## PROBLEMS AND TASKS
1. From the memoir about threshing time below, list the foods the mother served the threshing crew.
2. Print the passage of the memoir about threshing time below from "It was the time" to "eight to ten.".

## GIVEN TEXT
By Habeeb Salloum

Issue #61 • January/February, 2000

“I don’t know what I’m going to do with all this bologna!” My mother was speaking to herself as she tried to find room for two huge bologna rolls in our kitchen cupboards while waiting for the rabbits to finish roasting in the oven. Watching her storing the bologna, I was elated. For me it would be feast time after the threshing crew had moved to the next farm. I could hardly wait. My mouth watered as I thought of the leftover bologna we children would feast on in the days to come.

It was the time of the year which I loved best. Every late summer, just before threshing time, my father would drive, with horse and buggy, into town to buy food for the hardworking crew. Of course, with little money, he had to buy affordable meats and this meant, in the main, bologna—enough to make sandwiches for two days to feed a threshing crew of eight to ten.

For a few days our usual wholesome Middle Eastern dishes disappeared from the daily menu. My mother would never think of preparing chickpea and lentil stews or our scrumptious Middle Eastern salads, or even kubbah, a tasty burghal and meat dish. Living with an inferiority complex, like most other new immigrants, she believed that our food was not good enough for the palate of non-Syrians. For meals, she served the crew fried or roast chicken along with boiled or fried garden vegetables, and for lunch bologna sandwiches. The hard-working crew never had an inkling that this was not our usual fare.

## SUPPLIED MATERIAL
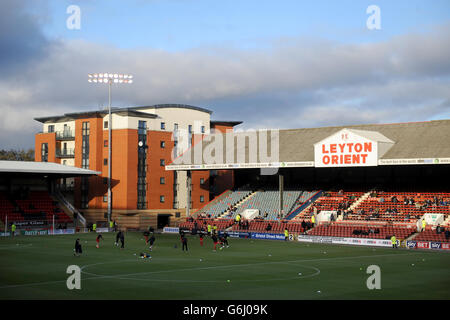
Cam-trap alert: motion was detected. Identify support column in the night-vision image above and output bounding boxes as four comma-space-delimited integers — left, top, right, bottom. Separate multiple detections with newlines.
278, 170, 286, 215
186, 170, 192, 217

## ANSWERS TO THE EXERCISE
1.
- Fried or roast chicken
- Boiled or fried garden vegetables
- Bologna sandwiches

2.
It was the time of the year which I loved best. Every late summer, just before threshing time, my father would drive, with horse and buggy, into town to buy food for the hardworking crew. Of course, with little money, he had to buy affordable meats and this meant, in the main, bologna—enough to make sandwiches for two days to feed a threshing crew of eight to ten.